[Saved entries]
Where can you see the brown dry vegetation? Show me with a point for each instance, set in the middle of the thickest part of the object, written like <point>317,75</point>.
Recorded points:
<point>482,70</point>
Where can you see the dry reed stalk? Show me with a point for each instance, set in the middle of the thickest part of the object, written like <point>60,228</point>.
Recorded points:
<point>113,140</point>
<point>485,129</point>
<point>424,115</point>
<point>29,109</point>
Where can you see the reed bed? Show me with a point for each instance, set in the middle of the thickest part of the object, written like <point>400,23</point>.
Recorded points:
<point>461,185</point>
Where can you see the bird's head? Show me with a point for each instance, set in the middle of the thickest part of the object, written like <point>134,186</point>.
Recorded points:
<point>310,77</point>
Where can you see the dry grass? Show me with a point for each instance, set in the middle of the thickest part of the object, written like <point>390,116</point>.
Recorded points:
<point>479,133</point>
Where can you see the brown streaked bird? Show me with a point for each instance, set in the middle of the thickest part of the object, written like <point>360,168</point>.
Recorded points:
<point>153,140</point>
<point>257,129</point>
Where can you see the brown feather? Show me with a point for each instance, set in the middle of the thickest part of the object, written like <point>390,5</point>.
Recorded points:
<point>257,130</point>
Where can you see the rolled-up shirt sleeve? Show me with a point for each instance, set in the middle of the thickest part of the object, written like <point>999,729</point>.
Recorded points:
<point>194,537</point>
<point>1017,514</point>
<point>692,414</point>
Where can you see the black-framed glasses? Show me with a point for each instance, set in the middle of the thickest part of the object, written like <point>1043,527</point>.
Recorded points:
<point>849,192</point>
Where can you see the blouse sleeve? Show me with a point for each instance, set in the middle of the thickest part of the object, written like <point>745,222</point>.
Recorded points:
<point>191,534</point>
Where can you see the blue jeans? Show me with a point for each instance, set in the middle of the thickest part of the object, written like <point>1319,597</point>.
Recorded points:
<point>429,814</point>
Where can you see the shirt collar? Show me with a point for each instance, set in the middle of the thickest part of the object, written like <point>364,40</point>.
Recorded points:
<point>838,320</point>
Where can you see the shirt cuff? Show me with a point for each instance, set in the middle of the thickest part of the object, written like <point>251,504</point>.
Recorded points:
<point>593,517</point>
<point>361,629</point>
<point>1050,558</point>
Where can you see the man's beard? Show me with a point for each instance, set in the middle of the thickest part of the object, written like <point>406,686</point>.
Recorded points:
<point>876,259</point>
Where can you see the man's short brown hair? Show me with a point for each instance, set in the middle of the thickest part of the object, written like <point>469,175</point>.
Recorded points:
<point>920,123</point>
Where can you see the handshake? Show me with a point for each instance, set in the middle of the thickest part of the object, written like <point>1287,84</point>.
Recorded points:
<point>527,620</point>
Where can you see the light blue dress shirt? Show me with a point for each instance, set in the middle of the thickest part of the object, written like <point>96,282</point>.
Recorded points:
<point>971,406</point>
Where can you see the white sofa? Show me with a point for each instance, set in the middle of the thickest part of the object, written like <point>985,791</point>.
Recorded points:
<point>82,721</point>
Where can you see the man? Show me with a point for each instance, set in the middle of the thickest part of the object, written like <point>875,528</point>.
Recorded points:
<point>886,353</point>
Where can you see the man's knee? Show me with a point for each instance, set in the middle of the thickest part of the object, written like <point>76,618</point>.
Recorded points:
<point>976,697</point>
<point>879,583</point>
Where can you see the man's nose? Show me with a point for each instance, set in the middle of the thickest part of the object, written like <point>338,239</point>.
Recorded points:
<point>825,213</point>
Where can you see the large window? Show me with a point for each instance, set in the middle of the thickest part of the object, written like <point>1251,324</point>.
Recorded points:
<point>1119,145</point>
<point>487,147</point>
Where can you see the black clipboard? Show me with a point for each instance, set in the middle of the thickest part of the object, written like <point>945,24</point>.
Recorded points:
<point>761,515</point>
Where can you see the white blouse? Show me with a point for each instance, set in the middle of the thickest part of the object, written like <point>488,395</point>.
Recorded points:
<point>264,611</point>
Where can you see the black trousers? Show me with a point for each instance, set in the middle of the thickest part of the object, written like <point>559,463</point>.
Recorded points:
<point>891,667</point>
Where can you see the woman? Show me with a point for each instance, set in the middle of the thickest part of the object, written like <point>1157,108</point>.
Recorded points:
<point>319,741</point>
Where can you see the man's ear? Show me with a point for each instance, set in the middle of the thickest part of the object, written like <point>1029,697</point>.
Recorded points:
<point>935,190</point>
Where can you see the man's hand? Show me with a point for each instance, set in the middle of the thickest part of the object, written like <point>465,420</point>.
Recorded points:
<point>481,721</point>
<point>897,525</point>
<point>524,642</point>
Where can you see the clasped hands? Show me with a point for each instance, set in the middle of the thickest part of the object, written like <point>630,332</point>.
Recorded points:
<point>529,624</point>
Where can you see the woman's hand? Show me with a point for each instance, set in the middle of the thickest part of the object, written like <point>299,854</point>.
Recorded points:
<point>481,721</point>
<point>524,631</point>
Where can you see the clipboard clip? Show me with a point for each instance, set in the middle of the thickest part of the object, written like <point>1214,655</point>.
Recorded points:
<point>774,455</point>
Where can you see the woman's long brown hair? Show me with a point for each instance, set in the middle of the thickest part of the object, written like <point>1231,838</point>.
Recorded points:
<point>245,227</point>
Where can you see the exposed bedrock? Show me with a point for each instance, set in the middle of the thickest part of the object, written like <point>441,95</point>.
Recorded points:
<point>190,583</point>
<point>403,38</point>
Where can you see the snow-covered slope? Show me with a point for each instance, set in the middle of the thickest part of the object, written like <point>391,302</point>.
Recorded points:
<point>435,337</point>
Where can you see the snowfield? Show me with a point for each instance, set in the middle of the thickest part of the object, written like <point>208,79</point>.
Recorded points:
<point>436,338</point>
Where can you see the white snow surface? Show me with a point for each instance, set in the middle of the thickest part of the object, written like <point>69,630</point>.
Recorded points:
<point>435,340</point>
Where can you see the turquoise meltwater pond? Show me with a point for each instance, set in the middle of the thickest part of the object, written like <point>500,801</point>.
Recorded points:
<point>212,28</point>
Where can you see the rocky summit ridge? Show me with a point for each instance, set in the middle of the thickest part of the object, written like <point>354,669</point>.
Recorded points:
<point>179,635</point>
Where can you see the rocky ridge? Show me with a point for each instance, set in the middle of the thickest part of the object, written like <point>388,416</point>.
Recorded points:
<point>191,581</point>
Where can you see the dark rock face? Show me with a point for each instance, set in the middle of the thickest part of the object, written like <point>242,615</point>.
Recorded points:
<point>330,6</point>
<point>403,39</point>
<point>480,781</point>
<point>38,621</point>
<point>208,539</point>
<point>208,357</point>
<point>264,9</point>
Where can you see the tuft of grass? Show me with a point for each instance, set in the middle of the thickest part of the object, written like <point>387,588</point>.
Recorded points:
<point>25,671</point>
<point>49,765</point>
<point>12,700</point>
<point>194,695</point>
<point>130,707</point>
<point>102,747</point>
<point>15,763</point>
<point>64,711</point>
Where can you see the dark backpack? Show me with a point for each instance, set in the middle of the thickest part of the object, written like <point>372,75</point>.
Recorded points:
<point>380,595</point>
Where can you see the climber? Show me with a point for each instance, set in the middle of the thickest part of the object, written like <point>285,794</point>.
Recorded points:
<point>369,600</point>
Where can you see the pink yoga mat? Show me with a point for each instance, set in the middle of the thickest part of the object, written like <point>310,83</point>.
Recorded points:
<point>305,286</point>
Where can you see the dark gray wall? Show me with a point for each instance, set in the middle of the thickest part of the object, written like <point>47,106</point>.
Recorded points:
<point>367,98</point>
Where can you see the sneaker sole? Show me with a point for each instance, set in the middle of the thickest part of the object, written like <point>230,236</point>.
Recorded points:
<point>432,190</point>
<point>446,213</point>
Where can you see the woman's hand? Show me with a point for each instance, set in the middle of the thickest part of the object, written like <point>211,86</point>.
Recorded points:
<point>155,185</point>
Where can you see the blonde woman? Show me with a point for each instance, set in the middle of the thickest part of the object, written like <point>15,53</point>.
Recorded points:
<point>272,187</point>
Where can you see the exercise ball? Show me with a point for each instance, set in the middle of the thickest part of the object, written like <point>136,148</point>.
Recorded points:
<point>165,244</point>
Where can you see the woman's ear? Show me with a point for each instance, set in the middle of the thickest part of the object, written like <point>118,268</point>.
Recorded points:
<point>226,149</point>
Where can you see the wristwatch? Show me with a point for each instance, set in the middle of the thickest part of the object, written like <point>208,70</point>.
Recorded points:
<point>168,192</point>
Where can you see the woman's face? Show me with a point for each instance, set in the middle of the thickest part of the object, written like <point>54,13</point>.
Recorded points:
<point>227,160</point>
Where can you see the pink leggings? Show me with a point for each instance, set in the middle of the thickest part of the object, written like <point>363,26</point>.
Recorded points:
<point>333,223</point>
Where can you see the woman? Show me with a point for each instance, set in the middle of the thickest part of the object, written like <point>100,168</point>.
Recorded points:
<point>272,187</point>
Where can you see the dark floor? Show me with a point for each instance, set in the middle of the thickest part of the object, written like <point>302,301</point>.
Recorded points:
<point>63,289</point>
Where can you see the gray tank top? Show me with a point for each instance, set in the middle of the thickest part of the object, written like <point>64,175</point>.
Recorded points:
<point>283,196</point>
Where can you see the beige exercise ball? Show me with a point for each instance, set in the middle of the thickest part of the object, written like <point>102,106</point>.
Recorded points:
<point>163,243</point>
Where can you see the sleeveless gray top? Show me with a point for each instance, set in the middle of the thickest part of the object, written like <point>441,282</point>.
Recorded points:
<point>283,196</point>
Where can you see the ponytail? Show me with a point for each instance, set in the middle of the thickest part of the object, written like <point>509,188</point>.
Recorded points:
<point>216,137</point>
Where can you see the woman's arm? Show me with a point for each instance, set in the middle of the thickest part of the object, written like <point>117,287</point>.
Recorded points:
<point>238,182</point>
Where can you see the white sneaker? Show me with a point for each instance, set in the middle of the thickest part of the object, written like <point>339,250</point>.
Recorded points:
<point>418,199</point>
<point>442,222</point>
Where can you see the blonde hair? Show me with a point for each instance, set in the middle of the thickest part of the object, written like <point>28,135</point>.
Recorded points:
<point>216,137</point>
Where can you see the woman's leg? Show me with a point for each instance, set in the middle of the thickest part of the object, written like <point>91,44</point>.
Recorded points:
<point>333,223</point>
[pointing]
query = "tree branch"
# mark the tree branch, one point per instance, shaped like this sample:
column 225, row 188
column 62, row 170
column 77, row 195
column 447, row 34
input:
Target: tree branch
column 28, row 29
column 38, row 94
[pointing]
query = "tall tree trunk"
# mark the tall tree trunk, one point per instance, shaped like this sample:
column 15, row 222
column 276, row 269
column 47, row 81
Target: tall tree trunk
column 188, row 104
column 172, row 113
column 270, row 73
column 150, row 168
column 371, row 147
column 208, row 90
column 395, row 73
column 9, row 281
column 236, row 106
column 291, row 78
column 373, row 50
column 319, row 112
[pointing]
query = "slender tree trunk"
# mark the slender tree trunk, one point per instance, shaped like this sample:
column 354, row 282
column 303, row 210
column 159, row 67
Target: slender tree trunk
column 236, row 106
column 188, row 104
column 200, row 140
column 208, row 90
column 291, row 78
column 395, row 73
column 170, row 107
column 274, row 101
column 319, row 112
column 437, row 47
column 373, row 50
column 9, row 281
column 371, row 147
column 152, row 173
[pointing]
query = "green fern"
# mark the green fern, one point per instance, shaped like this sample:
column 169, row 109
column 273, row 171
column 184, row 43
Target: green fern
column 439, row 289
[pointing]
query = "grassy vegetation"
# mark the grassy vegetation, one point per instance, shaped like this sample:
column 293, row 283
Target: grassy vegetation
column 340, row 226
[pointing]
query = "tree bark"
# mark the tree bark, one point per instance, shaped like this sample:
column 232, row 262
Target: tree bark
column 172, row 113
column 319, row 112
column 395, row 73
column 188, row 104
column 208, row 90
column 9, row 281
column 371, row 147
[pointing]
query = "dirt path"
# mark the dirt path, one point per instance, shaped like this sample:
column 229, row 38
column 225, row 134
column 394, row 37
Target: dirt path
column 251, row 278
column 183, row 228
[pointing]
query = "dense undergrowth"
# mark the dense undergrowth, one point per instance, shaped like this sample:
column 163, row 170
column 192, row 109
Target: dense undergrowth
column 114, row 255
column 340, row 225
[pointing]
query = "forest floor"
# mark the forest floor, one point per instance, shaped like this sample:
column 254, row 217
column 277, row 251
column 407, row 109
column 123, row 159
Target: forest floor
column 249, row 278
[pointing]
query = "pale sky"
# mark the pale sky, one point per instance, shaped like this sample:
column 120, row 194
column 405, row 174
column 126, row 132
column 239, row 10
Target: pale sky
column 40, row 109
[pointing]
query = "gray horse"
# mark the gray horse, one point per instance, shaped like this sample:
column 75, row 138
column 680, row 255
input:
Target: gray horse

> **WHAT THE TASK ASKS**
Which lines of the data above contain the string "ridge"? Copy each of them.

> **EXPECTED ANSWER**
Where can you see the rocky summit ridge? Show me with a point for each instance, set in the middle of the thickest part of the object, written like <point>354,669</point>.
Where can you see the rocky ridge? Show me with a point for each instance, set in the middle of the thickest part of the object, written like <point>388,416</point>.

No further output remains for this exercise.